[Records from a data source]
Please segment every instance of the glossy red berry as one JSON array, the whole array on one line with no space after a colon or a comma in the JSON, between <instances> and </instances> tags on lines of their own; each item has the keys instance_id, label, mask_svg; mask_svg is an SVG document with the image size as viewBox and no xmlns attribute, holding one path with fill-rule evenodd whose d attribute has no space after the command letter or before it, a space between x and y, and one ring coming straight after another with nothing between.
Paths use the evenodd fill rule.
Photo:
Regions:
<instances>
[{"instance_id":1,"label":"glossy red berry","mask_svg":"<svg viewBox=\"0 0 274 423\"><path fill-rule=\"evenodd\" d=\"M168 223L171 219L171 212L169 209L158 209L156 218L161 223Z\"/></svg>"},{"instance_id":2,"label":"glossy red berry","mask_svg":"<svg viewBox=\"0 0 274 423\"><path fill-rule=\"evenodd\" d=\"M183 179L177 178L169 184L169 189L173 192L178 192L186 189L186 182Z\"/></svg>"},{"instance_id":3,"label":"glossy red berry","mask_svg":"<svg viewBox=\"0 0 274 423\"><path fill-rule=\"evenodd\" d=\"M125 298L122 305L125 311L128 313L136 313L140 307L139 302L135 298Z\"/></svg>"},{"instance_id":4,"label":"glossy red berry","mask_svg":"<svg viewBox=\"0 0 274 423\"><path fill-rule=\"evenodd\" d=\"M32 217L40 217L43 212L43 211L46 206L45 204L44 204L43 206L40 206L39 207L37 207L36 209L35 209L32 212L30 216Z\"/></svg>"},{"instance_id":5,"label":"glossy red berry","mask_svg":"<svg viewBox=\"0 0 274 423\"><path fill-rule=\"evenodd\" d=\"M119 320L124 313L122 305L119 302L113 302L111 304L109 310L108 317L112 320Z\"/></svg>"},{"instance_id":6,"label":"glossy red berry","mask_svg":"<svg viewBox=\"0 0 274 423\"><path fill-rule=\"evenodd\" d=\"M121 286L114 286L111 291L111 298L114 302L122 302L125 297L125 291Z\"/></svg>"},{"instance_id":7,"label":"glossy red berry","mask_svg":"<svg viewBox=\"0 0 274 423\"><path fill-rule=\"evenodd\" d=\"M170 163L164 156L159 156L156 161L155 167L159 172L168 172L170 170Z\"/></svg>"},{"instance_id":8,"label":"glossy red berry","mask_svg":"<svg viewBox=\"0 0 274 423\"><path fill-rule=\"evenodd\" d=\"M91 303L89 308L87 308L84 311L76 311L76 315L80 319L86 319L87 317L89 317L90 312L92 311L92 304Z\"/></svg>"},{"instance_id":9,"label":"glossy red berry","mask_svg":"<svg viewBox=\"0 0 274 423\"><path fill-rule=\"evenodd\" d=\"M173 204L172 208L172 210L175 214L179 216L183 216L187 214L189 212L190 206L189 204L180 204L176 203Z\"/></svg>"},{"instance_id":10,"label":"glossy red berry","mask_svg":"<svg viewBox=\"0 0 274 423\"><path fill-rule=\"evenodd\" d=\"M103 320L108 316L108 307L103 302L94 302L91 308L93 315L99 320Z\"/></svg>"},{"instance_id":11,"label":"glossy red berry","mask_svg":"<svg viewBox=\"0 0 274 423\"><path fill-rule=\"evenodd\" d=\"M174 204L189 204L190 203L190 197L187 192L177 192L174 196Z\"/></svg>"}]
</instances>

● **Task requirements**:
Count the lines in the data above that contain the string "instances", treating case as significant, and reply with the number alone.

● **Exercise response**:
3